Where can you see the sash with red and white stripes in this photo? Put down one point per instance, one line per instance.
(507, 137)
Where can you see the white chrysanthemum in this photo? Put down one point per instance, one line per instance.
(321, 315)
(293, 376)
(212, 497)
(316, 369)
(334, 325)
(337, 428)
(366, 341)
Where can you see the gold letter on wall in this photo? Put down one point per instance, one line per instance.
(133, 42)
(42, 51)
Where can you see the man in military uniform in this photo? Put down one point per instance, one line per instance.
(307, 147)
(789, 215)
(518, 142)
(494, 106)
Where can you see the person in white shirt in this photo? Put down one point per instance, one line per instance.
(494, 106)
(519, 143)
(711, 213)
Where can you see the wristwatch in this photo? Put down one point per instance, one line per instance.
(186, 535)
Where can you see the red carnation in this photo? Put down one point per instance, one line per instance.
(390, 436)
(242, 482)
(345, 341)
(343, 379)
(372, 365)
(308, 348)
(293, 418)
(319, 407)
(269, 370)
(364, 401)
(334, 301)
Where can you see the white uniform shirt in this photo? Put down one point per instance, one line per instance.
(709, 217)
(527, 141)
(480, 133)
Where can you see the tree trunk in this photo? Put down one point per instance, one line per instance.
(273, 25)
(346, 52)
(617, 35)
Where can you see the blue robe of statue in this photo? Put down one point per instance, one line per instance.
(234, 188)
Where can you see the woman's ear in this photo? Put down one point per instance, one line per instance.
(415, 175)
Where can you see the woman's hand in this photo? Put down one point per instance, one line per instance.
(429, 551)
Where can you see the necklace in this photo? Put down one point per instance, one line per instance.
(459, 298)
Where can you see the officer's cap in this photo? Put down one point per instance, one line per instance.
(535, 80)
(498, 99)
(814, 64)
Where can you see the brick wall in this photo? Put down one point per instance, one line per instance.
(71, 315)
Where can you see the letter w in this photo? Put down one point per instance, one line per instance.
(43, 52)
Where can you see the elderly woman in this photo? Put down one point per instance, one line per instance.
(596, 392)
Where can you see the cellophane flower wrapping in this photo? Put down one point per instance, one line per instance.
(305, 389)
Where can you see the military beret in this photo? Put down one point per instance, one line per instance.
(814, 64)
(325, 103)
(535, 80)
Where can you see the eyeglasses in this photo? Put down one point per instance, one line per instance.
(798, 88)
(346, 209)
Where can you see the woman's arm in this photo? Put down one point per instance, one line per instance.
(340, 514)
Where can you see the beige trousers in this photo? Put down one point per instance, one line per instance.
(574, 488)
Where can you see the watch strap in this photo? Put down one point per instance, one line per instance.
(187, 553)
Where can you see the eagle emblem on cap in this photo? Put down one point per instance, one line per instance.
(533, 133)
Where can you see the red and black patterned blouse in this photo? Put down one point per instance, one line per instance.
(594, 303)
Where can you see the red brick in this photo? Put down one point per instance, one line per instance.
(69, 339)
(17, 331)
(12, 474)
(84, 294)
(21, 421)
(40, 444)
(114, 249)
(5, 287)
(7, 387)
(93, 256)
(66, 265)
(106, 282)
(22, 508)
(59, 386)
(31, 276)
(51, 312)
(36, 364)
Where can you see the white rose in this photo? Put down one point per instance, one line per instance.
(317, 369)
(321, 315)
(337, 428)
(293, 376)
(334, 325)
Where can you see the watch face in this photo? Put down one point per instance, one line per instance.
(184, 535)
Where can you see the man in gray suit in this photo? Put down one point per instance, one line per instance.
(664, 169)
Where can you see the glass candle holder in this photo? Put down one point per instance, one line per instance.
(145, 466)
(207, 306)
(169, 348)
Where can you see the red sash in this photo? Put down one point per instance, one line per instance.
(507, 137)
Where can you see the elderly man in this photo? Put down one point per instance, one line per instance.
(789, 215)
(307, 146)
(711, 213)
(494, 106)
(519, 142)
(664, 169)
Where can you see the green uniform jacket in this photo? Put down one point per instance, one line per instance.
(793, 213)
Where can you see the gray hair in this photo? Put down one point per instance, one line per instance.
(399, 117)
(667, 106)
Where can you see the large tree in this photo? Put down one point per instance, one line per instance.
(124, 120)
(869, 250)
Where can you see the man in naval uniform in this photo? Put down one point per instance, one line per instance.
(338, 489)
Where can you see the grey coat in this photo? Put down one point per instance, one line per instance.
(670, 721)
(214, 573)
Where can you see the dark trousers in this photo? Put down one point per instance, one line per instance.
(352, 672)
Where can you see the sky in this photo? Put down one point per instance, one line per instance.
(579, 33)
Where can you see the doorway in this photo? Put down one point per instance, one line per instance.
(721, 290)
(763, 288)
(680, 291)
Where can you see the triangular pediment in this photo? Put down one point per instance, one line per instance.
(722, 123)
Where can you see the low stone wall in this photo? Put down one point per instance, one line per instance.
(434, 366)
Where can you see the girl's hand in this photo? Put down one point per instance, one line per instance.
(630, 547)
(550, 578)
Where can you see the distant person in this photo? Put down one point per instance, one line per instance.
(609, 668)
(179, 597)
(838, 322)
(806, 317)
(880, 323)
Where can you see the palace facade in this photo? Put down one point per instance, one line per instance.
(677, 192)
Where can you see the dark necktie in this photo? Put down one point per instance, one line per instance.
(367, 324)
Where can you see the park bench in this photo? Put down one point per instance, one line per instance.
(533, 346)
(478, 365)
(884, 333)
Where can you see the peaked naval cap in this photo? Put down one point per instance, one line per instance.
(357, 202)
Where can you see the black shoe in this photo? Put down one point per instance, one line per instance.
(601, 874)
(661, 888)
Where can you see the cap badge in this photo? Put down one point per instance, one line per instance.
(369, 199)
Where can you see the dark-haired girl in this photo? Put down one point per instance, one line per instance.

- - - -

- SHORT EXERCISE
Write all of the records out again exactly.

- RESULT OF THE TASK
Where can you see the sash with red and white stripes in this photo? Put down one point per instance, one line per instance.
(507, 137)
Where can you see the white chrysanthemum in this photo? Put down one point per instance, one line per instance.
(321, 315)
(293, 376)
(212, 497)
(316, 369)
(334, 325)
(337, 428)
(366, 341)
Where can you see the gold letter on wall in this photo? Put down one point per instance, one line per instance.
(133, 42)
(42, 51)
Where can you see the man in military uniform in this photo? Put down one point per instance, one line per instance.
(307, 147)
(789, 215)
(518, 142)
(494, 106)
Where can you see the person in white shirt in this photo? Put down one point per instance, one line per instance.
(494, 106)
(519, 143)
(711, 213)
Where can you see the wristwatch in this photo? Put down one point per instance, one line per instance.
(186, 535)
Where can you see the red carnation in this photo? Put down one point per instance, one line per instance.
(390, 436)
(242, 482)
(345, 341)
(343, 379)
(372, 365)
(308, 348)
(293, 418)
(319, 407)
(269, 370)
(364, 401)
(334, 301)
Where can you see the white uniform shirt in this photo? Put down one point per instance, one line per instance.
(709, 217)
(527, 141)
(480, 133)
Where can you see the tree trunk in this photo? Put down one point per instance, one line per instance.
(273, 25)
(346, 52)
(617, 35)
Where can you see the blue robe of statue in this photo? Put down one point per instance, one line per instance.
(234, 188)
Where can you see the woman's ear in this photo? Put down one point per instance, one line per instance.
(415, 175)
Where can you see the woman's hand in this photo? Put down one point per instance, one line per instance.
(429, 551)
Where can you see the necklace in this photo? Put down one point per instance, one line per instance.
(459, 298)
Where can you see the officer's cap in this photo? Put down one point per instance, one line per instance.
(535, 80)
(498, 99)
(814, 64)
Where can you see the brick wall in this photo? Put down one point per instance, one line per instance.
(71, 315)
Where can you see the letter w in this photo? Put down one point per instance, one line per instance.
(43, 52)
Where can you see the elderly woman in this photo? Put down one point per instance, one line per instance.
(596, 392)
Where can you see the cellophane flower wrapping in this photo? Put down one point per instance, one line per instance.
(305, 389)
Where can you see the military beret in this photo? Put down one point per instance, one line per instance.
(814, 64)
(325, 103)
(535, 80)
Where can you see the eyeglasses in this photo? Put down one point per instance, one line per instance.
(798, 88)
(346, 209)
Where can you see the woman's arm in this photo? Put down one point per instance, one line per instance.
(340, 514)
Where can you see the beige trousers in this photo? Put down one point per instance, one line per instance.
(574, 488)
Where can you see the watch strap in this photo? Put down one point per instance, one line per instance.
(187, 553)
Where can you see the eagle emblem on cap in this photo? Put down one point per instance, one line per instance.
(533, 133)
Where can you see the red and black patterned blouse in this photo? Put down one point per instance, one line per instance.
(594, 303)
Where can you see the red brick in this photo? Put down one point per instance, one line per instance.
(69, 339)
(17, 331)
(12, 474)
(84, 294)
(21, 421)
(40, 444)
(114, 249)
(5, 287)
(7, 387)
(93, 256)
(66, 265)
(106, 282)
(22, 508)
(59, 386)
(31, 276)
(51, 312)
(36, 364)
Where can you see the white rose in this photo? Put down one point per instance, one line per instance.
(317, 369)
(321, 315)
(337, 428)
(293, 376)
(334, 325)
Where can you see the watch face in this photo? Put down one point per instance, one line per instance.
(184, 535)
Where can you see the man in gray suit in this photo? Put down one point per instance, one line per instance.
(664, 169)
Where can you see the glass candle holder in this photo? Put down one point per instance, one line per instance.
(145, 466)
(207, 306)
(169, 348)
Where can you see the red sash in this photo? Put down one point per instance, one line per instance.
(507, 137)
Where can you see the elderly man in this photo? Put down one point per instance, one line per instance.
(789, 215)
(307, 146)
(711, 213)
(494, 106)
(519, 142)
(664, 169)
Where can you see the green uniform jacket in this photo? Put down one point per instance, one line per instance.
(793, 213)
Where can you see the gray hair in this photo? Put down one point per instance, one line per instance.
(399, 117)
(667, 106)
Where can you see the large tree in this photo? Put down one point per instance, one line per instance.
(124, 120)
(869, 250)
Where can you see the man in naval uniform in this photo? Put down one point per instance, one line per instance.
(338, 489)
Where can you see the grey coat in this photo? Put down one point per instance, one line per instance.
(670, 721)
(214, 573)
Where can you see the dark trousers in this photo? Put down one point per instance, one line per instance.
(352, 672)
Where can you see the sky in this photo? Put down one point per instance, one line per instance.
(579, 33)
Where can you see the doorway in this photo? Put down one point per instance, one line per instance.
(721, 290)
(763, 288)
(680, 291)
Where can you see the triangular pediment in this photo? Put down one point per instance, one line per instance.
(722, 123)
Where can you see the low stone wall in this photo? Put down one point per instance, one line per instance.
(434, 366)
Where can you see the girl's hand in this photo? Put down one point per instance, one line per instance.
(630, 547)
(550, 578)
Where can you see the distant person in this photo? Put down one point per instance, one line per instance.
(609, 668)
(179, 597)
(838, 322)
(806, 317)
(880, 323)
Where can you see the palace facade in this photo? Put down one point per instance, one line per instance.
(677, 192)
Where can you see the dark necktie in this photo? Put down one point per instance, one line per instance.
(367, 324)
Where can you see the park bench in this photo? Put down one point per instance, one line per instance.
(533, 346)
(478, 365)
(884, 333)
Where can you see the peaked naval cap in this photo? Put down one point per instance, one line per instance.
(357, 202)
Where can you see the black shoe in this photo? Put down one point per instance, one line per instance.
(601, 874)
(661, 888)
Where can you see the cap badge in this photo? Put down one point per instance, one line per instance.
(369, 199)
Where can you see the dark-haired girl in this photo? Put down one point per instance, one line per instance.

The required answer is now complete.